# 作業項目 A
以下のコロナ融資の解説文に基づいて、次の問いに答えてください。
(i) コロナ融資では、公的機関が何年間利子を負担しますか。
(ii) 民間のコロナ融資の返済期間は何年以内ですか。
(iii) 公庫と民間のどちらにも設けられた据え置き期間は何年以内ですか。
# 作業項目 B
以下のコロナ融資の解説文のうち、「コロナ融資は、日本政策金融公」から「までに猶予も設けられました。」までの部分をすべて書き出してください。その際、「据え置き期間」を「据置期間」に置き換えてください。

# 文書本文
コロナ融資は企業の倒産の抑止になったものの、返済が始まり倒産する企業も出てくると危惧されています。コロナ融資の返済状況はどのようになっているのでしょうか。
今回はコロナ融資の返済が始まって不安を覚えている経営者向けに、コロナ融資の返済期間の延長などの条件を変更できるか解説します。あわせて借換保証についても紹介します。
目次
コロナ融資とは
「コロナ融資」とは、新型コロナウイルス感染拡大で売上減少に陥った事業者を支援するためにできた融資制度です。
通常、融資を受ければ金融機関に対し利子を払うことが必要ですが、コロナ融資では公的機関が3年間利子を負担します。
さらに返済できなくなったときには、信用保証協会が肩代わりする実質無利子・無担保の融資制度です。
利子も担保も「ゼロ」であったため、「ゼロゼロ融資」とも呼ばれました。
コロナ融資は、日本政策金融公庫の融資から始まり、その後、民間のゼロゼロ融資が開始されたため、公庫と民間の2種類が存在します。
日本金融公庫による融資の返済期間は20年以内、民間のコロナ融資の返済期間は10年以内です。民間の方が返済期間は短く設定されています。
公庫、民間、いずれも5年以内の据え置き期間が設けられ、返済開始までに猶予も設けられました。

# 利用可能データ
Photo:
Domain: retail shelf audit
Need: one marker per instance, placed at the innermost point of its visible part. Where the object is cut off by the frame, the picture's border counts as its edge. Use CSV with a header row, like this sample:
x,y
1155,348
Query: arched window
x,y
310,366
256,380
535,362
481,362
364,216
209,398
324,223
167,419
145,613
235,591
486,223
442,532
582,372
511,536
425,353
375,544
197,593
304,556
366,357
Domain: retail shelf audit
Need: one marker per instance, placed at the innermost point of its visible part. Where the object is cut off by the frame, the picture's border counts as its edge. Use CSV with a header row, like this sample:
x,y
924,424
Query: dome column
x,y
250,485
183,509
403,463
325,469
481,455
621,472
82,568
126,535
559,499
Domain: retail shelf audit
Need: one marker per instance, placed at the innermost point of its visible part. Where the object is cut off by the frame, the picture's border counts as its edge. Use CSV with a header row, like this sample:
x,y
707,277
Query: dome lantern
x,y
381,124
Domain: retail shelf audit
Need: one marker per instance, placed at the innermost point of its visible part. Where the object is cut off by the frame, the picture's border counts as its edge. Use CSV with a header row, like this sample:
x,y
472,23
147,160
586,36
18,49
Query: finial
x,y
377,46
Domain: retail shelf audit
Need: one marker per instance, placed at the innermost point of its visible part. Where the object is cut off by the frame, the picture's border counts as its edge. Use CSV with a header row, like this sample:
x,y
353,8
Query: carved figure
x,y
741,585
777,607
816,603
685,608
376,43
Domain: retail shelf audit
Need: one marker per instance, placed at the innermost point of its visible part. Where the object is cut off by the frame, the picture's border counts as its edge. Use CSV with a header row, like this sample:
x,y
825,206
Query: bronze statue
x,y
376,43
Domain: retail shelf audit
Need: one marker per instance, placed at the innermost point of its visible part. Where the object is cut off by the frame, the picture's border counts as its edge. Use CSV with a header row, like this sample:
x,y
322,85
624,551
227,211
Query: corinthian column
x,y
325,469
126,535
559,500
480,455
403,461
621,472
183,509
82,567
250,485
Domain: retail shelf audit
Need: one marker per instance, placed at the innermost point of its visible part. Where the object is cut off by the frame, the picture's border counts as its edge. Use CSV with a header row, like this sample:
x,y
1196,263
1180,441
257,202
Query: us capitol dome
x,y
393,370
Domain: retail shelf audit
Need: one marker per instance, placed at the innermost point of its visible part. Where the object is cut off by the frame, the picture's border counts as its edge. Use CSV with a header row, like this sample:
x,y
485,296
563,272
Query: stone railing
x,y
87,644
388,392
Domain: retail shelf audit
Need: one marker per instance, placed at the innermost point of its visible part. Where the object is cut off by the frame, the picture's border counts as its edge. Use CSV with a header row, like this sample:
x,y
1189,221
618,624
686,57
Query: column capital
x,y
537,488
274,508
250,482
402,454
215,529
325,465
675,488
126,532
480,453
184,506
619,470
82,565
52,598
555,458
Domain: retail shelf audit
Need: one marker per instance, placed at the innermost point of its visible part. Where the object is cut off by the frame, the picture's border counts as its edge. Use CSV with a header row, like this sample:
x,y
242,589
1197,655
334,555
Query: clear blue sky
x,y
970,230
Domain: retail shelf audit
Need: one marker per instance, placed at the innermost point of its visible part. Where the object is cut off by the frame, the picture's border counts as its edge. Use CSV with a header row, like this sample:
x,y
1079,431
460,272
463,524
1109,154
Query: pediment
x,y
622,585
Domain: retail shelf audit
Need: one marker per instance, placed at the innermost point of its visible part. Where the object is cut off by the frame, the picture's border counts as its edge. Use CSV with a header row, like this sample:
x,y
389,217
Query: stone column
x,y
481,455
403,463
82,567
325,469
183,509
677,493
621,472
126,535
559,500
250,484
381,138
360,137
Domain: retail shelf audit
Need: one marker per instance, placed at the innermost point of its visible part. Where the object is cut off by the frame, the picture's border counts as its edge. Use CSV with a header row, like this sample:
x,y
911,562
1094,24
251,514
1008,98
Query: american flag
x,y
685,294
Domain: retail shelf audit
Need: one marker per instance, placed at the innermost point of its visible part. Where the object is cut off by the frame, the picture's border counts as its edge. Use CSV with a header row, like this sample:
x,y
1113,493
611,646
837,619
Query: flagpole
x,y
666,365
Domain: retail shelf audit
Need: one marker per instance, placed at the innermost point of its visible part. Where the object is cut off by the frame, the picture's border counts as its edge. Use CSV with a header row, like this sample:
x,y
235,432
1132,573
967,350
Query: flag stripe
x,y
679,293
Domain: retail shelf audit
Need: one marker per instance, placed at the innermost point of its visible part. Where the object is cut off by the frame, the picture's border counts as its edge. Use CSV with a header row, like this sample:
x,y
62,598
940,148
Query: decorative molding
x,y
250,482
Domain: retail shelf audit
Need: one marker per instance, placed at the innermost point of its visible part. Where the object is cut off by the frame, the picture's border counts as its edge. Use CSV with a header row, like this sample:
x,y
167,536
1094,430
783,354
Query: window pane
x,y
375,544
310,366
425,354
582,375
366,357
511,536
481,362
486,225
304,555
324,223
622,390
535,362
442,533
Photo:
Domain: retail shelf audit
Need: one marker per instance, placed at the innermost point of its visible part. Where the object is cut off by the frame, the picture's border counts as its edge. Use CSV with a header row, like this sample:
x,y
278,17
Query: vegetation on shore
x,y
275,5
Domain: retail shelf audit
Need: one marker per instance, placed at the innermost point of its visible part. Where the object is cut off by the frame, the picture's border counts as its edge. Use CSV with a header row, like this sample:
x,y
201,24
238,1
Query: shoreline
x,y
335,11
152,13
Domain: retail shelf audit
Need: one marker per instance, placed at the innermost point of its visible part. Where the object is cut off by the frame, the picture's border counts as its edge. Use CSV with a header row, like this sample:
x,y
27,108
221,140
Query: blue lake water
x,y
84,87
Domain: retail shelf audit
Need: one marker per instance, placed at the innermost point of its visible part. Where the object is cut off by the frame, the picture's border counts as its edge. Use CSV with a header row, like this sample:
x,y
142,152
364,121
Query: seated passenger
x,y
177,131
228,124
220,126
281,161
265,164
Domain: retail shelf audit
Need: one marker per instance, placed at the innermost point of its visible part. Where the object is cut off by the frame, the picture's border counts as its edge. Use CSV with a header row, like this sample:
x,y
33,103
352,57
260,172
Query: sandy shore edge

# 出力 A
(i) 3年間
(ii) 10年以内
(iii) 5年以内

# 出力 B
コロナ融資は、日本政策金融公庫の融資から始まり、その後、民間のゼロゼロ融資が開始されたため、公庫と民間の2種類が存在します。
日本金融公庫による融資の返済期間は20年以内、民間のコロナ融資の返済期間は10年以内です。民間の方が返済期間は短く設定されています。
公庫、民間、いずれも5年以内の据置期間が設けられ、返済開始までに猶予も設けられました。